▶ **TEXT SECTION**
Minister of Agriculture
- In office 31 May 1955 – 18 August 1955
- President: Carlos Ibáñez del Campo
- Preceded by: Roberto Infante
- Succeeded by: José Suárez Fanjul

Personal details
- Born: 1903
- Died: 1972 (aged 68–69)

= Hugo K. Sievers =

Hugo Konrad Sievers (1903–1972) was a Chilean scientist descending from a Hamburg merchant family. He was the founder of the Chilean Veterinary College and served as minister of agriculture in 1955.

He was born in Rengo 23 October 1903, where he studied in the German School. In 1925 he graduated as veterinary from the University of Chile. After further research in Argentina, Brazil, at the Institut Pasteur in Paris and at the Institute for tropical diseases in Hamburg, he received his PhD in 1929 in Hamburg.

Sievers was sent by the Chilean Government and the University of Chile on missions to Peru, Mexico, the United States, Japan, China, Korea, Indochina, India, Egypt and Italy.

▶ **RECORDS SUPPLIED**
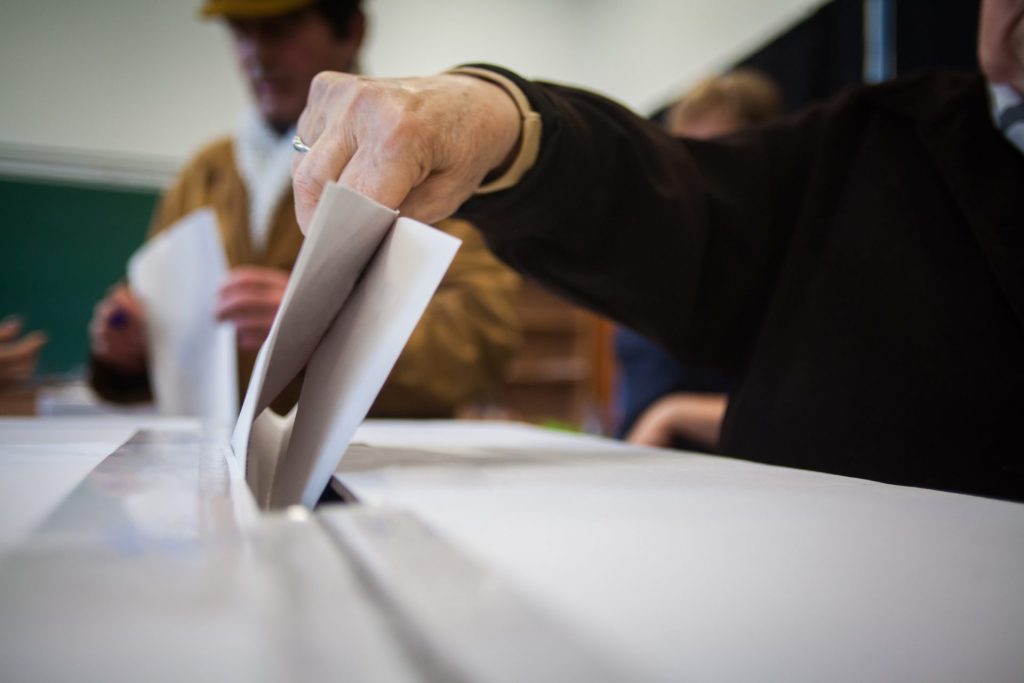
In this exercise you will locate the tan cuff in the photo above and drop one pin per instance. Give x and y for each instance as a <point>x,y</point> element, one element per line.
<point>529,133</point>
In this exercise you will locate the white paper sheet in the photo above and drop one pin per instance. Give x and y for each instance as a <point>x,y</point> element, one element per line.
<point>193,364</point>
<point>346,330</point>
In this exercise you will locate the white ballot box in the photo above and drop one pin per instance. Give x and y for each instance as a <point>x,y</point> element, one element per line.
<point>499,552</point>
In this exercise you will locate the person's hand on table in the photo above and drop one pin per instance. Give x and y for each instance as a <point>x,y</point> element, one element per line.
<point>421,145</point>
<point>695,416</point>
<point>117,333</point>
<point>17,356</point>
<point>250,299</point>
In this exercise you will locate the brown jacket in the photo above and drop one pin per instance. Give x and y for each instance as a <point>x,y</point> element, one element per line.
<point>458,352</point>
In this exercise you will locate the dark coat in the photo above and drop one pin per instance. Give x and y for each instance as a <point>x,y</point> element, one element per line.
<point>860,268</point>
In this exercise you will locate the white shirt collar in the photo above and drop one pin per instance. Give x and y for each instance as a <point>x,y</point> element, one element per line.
<point>264,162</point>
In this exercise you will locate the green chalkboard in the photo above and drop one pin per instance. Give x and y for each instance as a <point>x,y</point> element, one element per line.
<point>64,245</point>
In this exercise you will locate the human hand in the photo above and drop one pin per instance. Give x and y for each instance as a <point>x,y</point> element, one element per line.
<point>117,333</point>
<point>695,416</point>
<point>250,299</point>
<point>421,145</point>
<point>17,356</point>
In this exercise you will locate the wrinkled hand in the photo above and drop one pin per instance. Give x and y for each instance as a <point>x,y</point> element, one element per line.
<point>697,417</point>
<point>421,145</point>
<point>250,299</point>
<point>17,356</point>
<point>117,332</point>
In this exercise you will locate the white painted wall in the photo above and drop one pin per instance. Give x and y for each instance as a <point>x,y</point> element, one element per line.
<point>146,82</point>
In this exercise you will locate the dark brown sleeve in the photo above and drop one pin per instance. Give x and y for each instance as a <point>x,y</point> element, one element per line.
<point>679,240</point>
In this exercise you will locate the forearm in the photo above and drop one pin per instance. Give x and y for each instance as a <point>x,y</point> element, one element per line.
<point>674,239</point>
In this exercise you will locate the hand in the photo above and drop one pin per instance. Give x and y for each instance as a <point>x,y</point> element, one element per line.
<point>17,356</point>
<point>421,145</point>
<point>695,416</point>
<point>117,332</point>
<point>250,299</point>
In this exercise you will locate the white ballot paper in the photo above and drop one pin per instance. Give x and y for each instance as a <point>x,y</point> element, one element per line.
<point>193,365</point>
<point>360,284</point>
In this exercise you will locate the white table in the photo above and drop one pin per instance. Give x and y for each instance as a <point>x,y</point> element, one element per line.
<point>498,552</point>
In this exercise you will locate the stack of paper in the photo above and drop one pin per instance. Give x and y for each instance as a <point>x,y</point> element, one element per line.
<point>360,284</point>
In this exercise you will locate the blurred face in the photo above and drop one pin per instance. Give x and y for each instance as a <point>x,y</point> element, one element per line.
<point>712,124</point>
<point>280,56</point>
<point>1000,42</point>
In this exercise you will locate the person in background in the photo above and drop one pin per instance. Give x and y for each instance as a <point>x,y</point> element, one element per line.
<point>857,267</point>
<point>662,401</point>
<point>470,329</point>
<point>17,355</point>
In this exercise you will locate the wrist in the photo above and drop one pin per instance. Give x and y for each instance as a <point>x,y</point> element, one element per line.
<point>519,153</point>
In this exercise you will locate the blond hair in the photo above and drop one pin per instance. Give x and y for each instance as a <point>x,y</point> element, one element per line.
<point>747,95</point>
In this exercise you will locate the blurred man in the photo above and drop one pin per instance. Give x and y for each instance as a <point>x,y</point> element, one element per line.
<point>468,333</point>
<point>664,402</point>
<point>17,355</point>
<point>857,268</point>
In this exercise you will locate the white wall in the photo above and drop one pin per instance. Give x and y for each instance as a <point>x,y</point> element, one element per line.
<point>141,83</point>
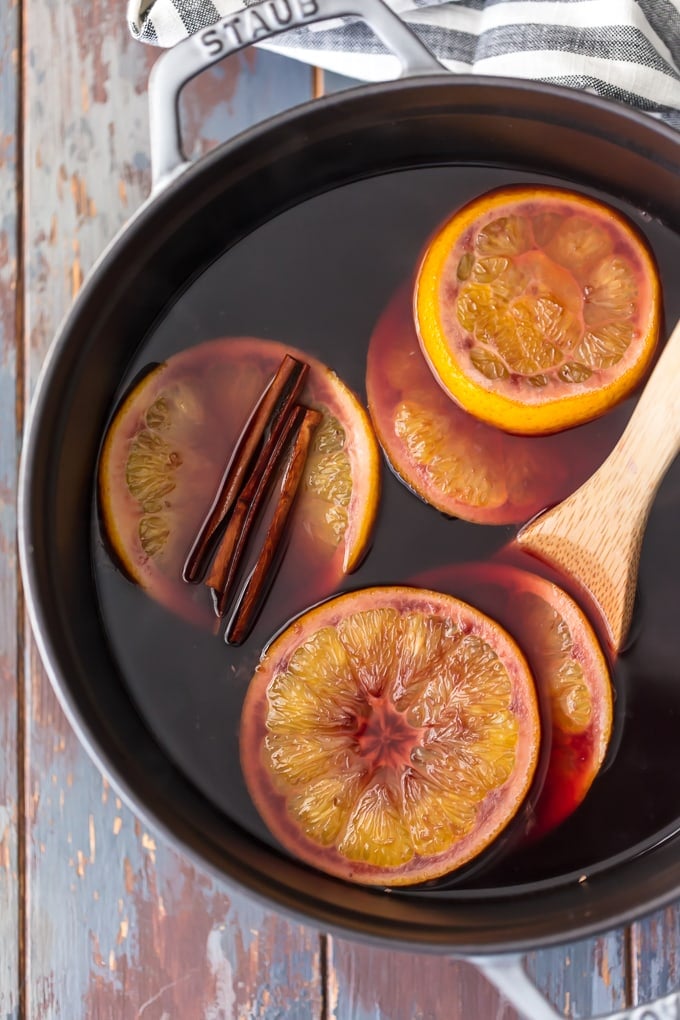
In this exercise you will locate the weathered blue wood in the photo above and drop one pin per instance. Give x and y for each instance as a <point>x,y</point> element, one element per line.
<point>119,926</point>
<point>584,978</point>
<point>656,955</point>
<point>9,797</point>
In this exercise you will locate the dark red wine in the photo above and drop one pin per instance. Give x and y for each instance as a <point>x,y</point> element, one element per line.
<point>318,277</point>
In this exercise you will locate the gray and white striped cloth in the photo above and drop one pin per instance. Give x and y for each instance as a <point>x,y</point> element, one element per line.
<point>626,50</point>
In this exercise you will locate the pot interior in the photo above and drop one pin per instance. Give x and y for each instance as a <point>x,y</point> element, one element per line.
<point>303,232</point>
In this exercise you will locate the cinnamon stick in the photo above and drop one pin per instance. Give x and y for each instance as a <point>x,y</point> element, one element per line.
<point>246,512</point>
<point>269,413</point>
<point>263,572</point>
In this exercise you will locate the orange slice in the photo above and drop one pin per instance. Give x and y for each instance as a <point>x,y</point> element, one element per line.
<point>571,672</point>
<point>537,308</point>
<point>168,445</point>
<point>389,734</point>
<point>452,460</point>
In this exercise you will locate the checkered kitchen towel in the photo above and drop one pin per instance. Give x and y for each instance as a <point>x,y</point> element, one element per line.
<point>628,50</point>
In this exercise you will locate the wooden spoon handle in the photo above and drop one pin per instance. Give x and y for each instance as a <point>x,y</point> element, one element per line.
<point>594,536</point>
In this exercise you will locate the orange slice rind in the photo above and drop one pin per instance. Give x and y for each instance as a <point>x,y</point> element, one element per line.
<point>537,308</point>
<point>167,448</point>
<point>389,734</point>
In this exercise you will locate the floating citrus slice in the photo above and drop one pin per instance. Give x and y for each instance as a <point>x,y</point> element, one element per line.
<point>570,669</point>
<point>537,308</point>
<point>460,465</point>
<point>168,445</point>
<point>388,735</point>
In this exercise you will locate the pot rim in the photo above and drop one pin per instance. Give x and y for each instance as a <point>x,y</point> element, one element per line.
<point>580,919</point>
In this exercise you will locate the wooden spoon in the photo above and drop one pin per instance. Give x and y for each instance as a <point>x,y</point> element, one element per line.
<point>593,538</point>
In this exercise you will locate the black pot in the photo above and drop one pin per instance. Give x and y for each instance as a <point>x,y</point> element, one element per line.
<point>196,211</point>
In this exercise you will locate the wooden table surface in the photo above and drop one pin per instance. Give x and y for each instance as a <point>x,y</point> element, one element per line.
<point>99,918</point>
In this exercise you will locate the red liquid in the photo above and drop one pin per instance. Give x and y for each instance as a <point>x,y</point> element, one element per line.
<point>319,277</point>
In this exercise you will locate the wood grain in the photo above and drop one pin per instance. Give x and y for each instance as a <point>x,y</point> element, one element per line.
<point>9,640</point>
<point>656,955</point>
<point>120,926</point>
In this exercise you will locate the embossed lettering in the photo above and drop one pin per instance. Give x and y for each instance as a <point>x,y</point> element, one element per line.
<point>308,8</point>
<point>232,27</point>
<point>257,26</point>
<point>212,42</point>
<point>256,22</point>
<point>281,11</point>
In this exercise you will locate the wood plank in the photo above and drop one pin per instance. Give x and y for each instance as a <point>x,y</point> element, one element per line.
<point>9,652</point>
<point>120,925</point>
<point>581,979</point>
<point>655,945</point>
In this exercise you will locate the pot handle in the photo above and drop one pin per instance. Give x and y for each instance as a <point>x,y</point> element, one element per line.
<point>255,23</point>
<point>508,974</point>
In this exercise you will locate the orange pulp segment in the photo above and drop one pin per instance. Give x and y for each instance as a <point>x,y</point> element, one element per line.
<point>452,460</point>
<point>571,672</point>
<point>537,308</point>
<point>168,445</point>
<point>389,734</point>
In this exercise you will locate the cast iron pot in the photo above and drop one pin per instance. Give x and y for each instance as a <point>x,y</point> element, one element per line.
<point>195,212</point>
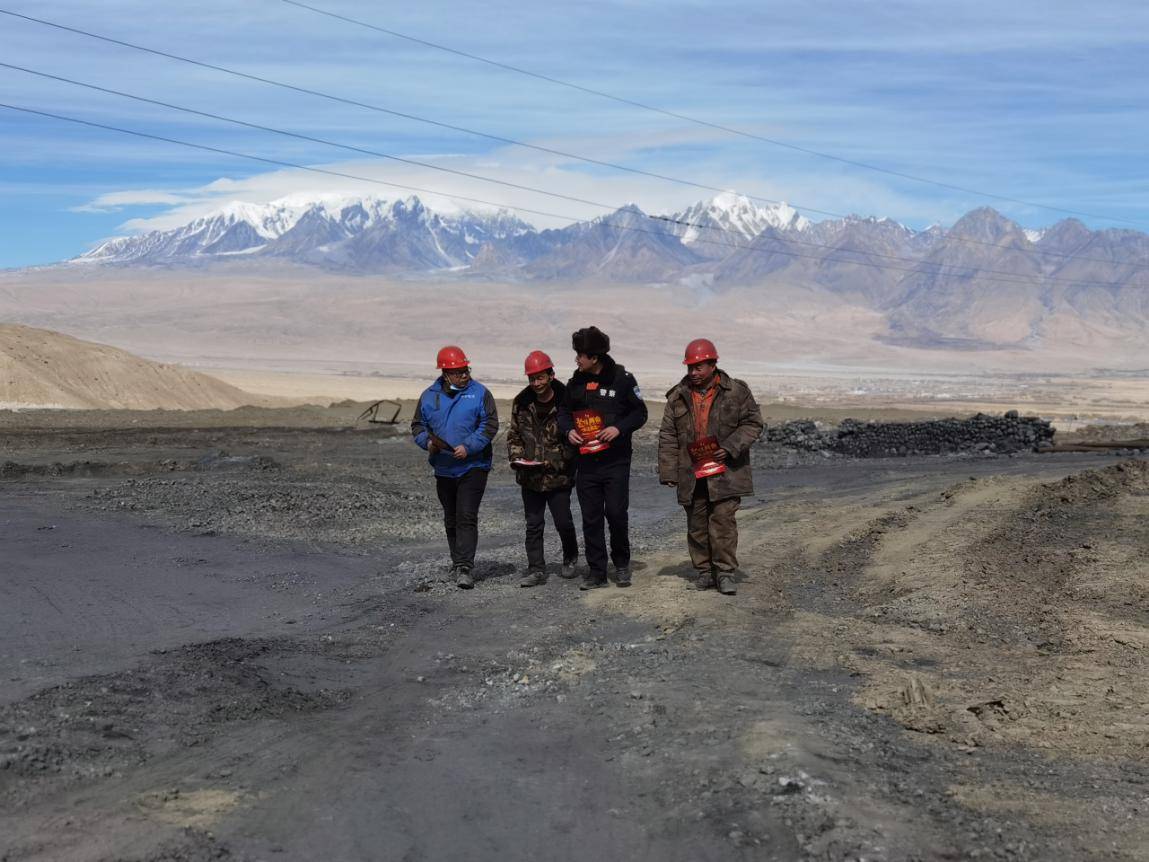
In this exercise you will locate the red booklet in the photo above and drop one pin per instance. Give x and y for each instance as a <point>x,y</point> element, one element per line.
<point>588,423</point>
<point>702,458</point>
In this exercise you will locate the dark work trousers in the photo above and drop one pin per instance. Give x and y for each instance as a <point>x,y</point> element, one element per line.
<point>711,531</point>
<point>461,500</point>
<point>536,505</point>
<point>604,493</point>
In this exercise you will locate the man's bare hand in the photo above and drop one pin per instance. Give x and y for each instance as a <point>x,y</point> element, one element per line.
<point>609,433</point>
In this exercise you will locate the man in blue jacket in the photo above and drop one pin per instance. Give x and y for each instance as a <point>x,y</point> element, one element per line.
<point>455,422</point>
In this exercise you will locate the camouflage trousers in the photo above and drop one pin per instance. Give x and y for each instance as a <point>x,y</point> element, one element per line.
<point>711,531</point>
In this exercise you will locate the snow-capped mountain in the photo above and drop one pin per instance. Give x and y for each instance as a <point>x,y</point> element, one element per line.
<point>982,281</point>
<point>710,226</point>
<point>354,232</point>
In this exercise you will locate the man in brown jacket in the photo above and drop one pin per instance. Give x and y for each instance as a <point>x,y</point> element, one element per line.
<point>717,417</point>
<point>544,464</point>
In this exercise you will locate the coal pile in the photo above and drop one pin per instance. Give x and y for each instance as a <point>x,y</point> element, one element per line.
<point>978,435</point>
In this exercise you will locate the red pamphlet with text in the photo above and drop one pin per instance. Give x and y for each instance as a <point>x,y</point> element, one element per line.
<point>702,456</point>
<point>588,423</point>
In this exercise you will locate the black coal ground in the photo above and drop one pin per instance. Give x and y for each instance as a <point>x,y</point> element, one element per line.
<point>228,682</point>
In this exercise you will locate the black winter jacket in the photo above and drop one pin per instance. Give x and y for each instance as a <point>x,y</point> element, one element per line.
<point>615,393</point>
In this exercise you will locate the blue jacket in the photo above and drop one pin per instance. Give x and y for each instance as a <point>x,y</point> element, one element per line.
<point>468,417</point>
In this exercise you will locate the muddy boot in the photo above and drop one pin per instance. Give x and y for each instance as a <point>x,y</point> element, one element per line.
<point>533,578</point>
<point>592,582</point>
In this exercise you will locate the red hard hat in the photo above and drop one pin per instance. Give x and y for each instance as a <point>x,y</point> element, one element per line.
<point>537,361</point>
<point>700,349</point>
<point>452,358</point>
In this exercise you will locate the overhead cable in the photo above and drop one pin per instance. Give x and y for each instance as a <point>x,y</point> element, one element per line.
<point>608,207</point>
<point>698,121</point>
<point>450,127</point>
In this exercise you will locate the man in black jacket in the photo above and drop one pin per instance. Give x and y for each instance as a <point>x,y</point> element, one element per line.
<point>600,410</point>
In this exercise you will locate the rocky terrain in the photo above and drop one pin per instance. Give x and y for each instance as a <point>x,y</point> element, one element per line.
<point>239,643</point>
<point>1003,435</point>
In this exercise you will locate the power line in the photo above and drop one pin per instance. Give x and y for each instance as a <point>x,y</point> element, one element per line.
<point>1015,278</point>
<point>465,130</point>
<point>300,136</point>
<point>696,121</point>
<point>323,141</point>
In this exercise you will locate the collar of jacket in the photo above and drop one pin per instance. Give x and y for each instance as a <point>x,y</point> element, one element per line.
<point>526,397</point>
<point>607,374</point>
<point>683,387</point>
<point>446,386</point>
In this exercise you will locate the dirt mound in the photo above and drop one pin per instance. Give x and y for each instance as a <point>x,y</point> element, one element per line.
<point>1009,612</point>
<point>40,368</point>
<point>1094,485</point>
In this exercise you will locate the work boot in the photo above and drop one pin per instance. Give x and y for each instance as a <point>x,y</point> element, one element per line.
<point>593,582</point>
<point>533,578</point>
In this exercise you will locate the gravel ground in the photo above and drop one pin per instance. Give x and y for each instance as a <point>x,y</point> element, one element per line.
<point>241,645</point>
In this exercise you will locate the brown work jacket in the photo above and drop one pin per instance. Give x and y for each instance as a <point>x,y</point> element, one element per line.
<point>735,421</point>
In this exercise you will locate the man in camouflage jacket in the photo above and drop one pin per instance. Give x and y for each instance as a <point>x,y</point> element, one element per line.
<point>709,402</point>
<point>534,437</point>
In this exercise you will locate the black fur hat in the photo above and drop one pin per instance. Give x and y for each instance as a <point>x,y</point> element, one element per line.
<point>591,341</point>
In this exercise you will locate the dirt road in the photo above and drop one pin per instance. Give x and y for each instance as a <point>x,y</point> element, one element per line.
<point>239,644</point>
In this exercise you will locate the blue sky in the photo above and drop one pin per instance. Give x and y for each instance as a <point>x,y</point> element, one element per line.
<point>1042,101</point>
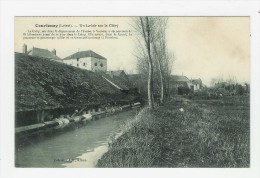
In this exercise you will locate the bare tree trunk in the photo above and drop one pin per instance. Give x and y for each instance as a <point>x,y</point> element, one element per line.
<point>161,75</point>
<point>147,38</point>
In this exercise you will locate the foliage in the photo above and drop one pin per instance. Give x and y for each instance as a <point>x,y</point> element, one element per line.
<point>44,84</point>
<point>208,133</point>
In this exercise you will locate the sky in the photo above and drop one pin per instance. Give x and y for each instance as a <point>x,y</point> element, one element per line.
<point>203,47</point>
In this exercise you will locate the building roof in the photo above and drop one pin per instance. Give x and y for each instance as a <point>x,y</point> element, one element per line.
<point>82,54</point>
<point>114,72</point>
<point>46,84</point>
<point>179,78</point>
<point>42,53</point>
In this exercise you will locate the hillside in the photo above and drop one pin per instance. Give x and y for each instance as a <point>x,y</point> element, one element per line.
<point>44,84</point>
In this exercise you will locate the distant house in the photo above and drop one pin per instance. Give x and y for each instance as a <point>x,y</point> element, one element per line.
<point>39,52</point>
<point>88,60</point>
<point>118,79</point>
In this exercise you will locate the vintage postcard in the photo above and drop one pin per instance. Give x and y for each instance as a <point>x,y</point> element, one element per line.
<point>149,91</point>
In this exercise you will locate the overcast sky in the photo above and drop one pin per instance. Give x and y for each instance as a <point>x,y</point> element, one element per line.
<point>204,47</point>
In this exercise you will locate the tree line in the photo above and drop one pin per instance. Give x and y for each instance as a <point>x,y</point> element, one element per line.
<point>153,57</point>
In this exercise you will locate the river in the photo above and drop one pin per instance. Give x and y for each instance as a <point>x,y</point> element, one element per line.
<point>80,146</point>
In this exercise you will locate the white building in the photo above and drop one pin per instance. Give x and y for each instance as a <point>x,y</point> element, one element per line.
<point>88,60</point>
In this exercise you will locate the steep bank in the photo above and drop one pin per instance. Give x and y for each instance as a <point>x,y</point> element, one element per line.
<point>203,134</point>
<point>44,84</point>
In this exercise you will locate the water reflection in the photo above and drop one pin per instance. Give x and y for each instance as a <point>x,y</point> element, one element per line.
<point>80,145</point>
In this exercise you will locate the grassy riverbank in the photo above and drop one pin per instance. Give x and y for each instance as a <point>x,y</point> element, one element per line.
<point>208,133</point>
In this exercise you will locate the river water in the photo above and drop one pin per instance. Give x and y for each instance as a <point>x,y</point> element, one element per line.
<point>80,146</point>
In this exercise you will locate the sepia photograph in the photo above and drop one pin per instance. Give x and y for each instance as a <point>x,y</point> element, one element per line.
<point>132,91</point>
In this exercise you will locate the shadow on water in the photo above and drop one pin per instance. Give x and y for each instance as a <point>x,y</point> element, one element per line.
<point>79,145</point>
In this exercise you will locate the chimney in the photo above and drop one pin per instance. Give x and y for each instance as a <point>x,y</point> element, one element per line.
<point>54,51</point>
<point>24,48</point>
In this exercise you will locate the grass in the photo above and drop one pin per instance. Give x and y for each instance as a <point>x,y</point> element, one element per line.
<point>206,134</point>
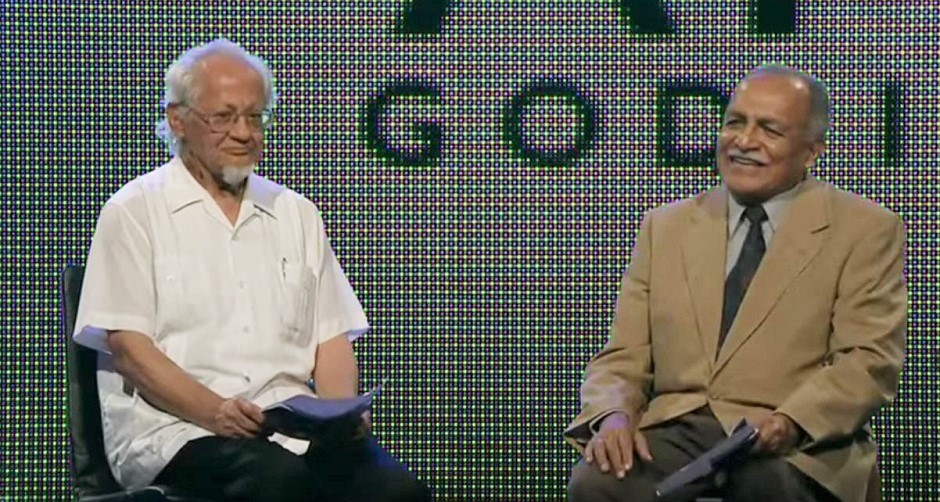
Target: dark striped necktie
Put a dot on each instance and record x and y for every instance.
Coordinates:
(744, 269)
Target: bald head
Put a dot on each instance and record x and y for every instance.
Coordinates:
(816, 95)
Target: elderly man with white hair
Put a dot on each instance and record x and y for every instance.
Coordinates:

▶ **ACTIONS TO TAKE**
1. Edit the Hugo K. Sievers biography above: write out the passage between "Hugo Konrad Sievers" and "Egypt and Italy.", inclusive, with "University of Chile" changed to "Universidad de Chile".
2. Resume the Hugo K. Sievers biography above, picking up after its last sentence.

▶ **RESULTS FOR THE EXERCISE**
1.
Hugo Konrad Sievers (1903–1972) was a Chilean scientist descending from a Hamburg merchant family. He was the founder of the Chilean Veterinary College and served as minister of agriculture in 1955.

He was born in Rengo 23 October 1903, where he studied in the German School. In 1925 he graduated as veterinary from the Universidad de Chile. After further research in Argentina, Brazil, at the Institut Pasteur in Paris and at the Institute for tropical diseases in Hamburg, he received his PhD in 1929 in Hamburg.

Sievers was sent by the Chilean Government and the Universidad de Chile on missions to Peru, Mexico, the United States, Japan, China, Korea, Indochina, India, Egypt and Italy.

2.
Sievers was President of the Scientific Society of Chile, member of the Chilean Academy of Natural Sciences, Chilean Society of Microbiology, Chilean Society of Natural History, Scientific Society of Chile, Society of Biology and Veterinary Medicine Society. He appears in respective acts like cofounder of the Academy of Students of Veterinary Medicine, Veterinary Medicine Society, Chilean Natural Medicine Society, Society of Normal and Pathological Anatomy.

==Literature==
- Sievers, Hugo K.: Chile: Desarrollo de la Medicina Veterinaria durante la República (1810–1970). Col. Médico Veterinario de Chile. Impr. Horizonte, Santiago
- Sievers, Hugo K.:"Chilenos en la Amazonía" 1949. Santiago de Chile: Editorial Universitaria.